SUPPLIED MATERIAL:
++++++++++++++++++++

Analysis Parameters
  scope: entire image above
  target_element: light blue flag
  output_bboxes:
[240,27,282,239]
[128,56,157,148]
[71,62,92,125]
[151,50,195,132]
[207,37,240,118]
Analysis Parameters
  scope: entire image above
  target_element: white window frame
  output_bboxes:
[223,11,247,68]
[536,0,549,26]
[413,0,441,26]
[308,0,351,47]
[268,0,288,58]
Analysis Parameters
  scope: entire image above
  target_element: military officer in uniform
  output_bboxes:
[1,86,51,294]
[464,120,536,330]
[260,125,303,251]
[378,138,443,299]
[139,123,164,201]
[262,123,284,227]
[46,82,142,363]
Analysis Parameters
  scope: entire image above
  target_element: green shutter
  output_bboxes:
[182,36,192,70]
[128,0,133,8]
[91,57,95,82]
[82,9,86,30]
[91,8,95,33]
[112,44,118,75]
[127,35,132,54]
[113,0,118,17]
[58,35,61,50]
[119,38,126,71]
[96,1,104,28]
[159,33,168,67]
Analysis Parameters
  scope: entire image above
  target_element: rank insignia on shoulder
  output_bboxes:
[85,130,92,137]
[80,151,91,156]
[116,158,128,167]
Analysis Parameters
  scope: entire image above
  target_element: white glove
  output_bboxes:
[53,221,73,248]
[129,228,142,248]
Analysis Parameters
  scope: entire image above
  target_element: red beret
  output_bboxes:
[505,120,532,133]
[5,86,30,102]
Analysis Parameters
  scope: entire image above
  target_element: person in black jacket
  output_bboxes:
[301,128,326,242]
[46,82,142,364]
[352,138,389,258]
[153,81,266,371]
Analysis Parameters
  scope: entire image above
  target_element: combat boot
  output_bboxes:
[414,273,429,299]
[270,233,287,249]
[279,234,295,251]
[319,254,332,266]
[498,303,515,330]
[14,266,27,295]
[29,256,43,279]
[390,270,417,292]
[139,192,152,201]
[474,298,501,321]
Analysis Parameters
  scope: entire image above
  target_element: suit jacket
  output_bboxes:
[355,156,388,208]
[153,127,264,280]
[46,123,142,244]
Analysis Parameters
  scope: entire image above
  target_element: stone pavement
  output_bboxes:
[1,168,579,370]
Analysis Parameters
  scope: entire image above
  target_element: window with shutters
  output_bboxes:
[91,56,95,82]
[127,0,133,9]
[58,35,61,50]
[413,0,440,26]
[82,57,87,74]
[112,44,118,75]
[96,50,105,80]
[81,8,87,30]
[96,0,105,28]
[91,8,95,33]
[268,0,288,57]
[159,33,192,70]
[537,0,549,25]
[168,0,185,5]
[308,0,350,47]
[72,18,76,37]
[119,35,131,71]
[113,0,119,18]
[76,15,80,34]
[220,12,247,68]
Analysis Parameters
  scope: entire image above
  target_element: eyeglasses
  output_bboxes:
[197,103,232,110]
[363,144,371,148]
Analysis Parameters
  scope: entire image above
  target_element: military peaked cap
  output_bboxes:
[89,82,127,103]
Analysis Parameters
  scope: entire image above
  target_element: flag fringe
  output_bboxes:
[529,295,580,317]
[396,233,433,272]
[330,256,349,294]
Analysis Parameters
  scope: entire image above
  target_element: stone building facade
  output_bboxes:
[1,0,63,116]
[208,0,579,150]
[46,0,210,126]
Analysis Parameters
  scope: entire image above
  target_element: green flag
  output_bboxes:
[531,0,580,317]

++++++++++++++++++++

WORK TO COMPLETE:
Print the complete listing again, exactly as it stands.

ANSWER TO THIS TASK:
Analysis Parameters
  scope: entire image above
  target_element: light blue flag
  output_bboxes:
[240,27,282,239]
[128,56,157,148]
[71,62,92,125]
[151,50,195,132]
[207,37,240,118]
Analysis Parameters
  scope: entire image above
  target_element: white window frame
  output_bboxes:
[223,11,247,68]
[536,0,549,26]
[413,0,441,26]
[308,0,351,47]
[268,0,288,58]
Analysis Parameters
  scope: entire image above
  target_element: military officer in uniform
  output_bboxes:
[1,86,51,294]
[464,120,536,330]
[260,125,303,251]
[378,138,443,299]
[139,123,164,201]
[262,123,284,227]
[46,82,142,363]
Analysis Parameters
  scope: entire image above
  target_element: green shutter
  output_bboxes:
[182,36,192,70]
[128,0,133,8]
[91,57,95,82]
[82,9,86,30]
[91,8,95,33]
[112,44,118,75]
[127,35,132,54]
[113,0,118,17]
[58,35,61,50]
[119,38,126,71]
[96,1,104,28]
[159,33,168,67]
Analysis Parameters
  scope: entire image above
  target_element: rank insignia on shoulder
  output_bboxes:
[85,130,92,137]
[80,151,91,156]
[116,158,128,167]
Analysis Parameters
  scope: entire image above
  target_element: white glove
  output_bboxes:
[53,221,73,248]
[129,228,142,248]
Analysis Parameters
  scope: entire image above
  target_element: red beret
  output_bboxes:
[505,120,532,133]
[5,86,30,102]
Analysis Parameters
  scope: entire image above
  target_element: person in black jacket
  output_bboxes:
[301,128,326,242]
[46,82,142,364]
[352,138,389,258]
[153,81,266,371]
Analysis Parameters
  scope: entire image above
  target_element: combat boot
  output_bboxes:
[414,273,429,299]
[270,233,287,249]
[279,234,295,251]
[319,254,332,266]
[498,303,515,330]
[14,266,27,295]
[29,256,43,279]
[390,270,417,292]
[139,192,152,201]
[474,298,501,321]
Analysis Parameters
  scope: entire image above
  target_element: suit jacket
  output_bboxes:
[355,156,388,208]
[153,127,264,280]
[46,123,142,244]
Analysis Parameters
  scope: entire image above
  target_element: stone pavement
  output_bboxes:
[1,168,579,370]
Analysis Parameters
  scope: entire image above
  target_element: window with shutters
  output_bboxes:
[91,56,95,82]
[127,0,133,9]
[58,35,61,50]
[413,0,440,26]
[82,57,87,74]
[112,44,118,75]
[96,50,105,80]
[81,8,87,30]
[96,0,105,28]
[91,8,95,33]
[268,0,288,57]
[159,33,192,70]
[537,0,549,25]
[168,0,185,5]
[308,0,350,47]
[72,18,76,37]
[119,35,131,71]
[113,0,119,18]
[76,15,80,34]
[220,12,247,68]
Analysis Parameters
  scope: entire image above
  target_element: eyeglasses
  output_bboxes:
[197,103,232,110]
[363,144,371,148]
Analysis Parameters
  scope: entire image above
  target_element: military peaked cap
  output_bboxes:
[89,82,127,103]
Analysis Parameters
  scope: entire image above
  target_element: flag fringe
  output_bboxes:
[529,295,580,317]
[396,233,433,272]
[330,256,349,294]
Analysis Parameters
  scope: entire image above
  target_element: stone building facade
  output_bboxes:
[1,0,63,116]
[208,0,579,150]
[46,0,210,126]
Analysis Parameters
  scope: entire image above
  target_element: green flag
  output_bboxes:
[531,0,580,317]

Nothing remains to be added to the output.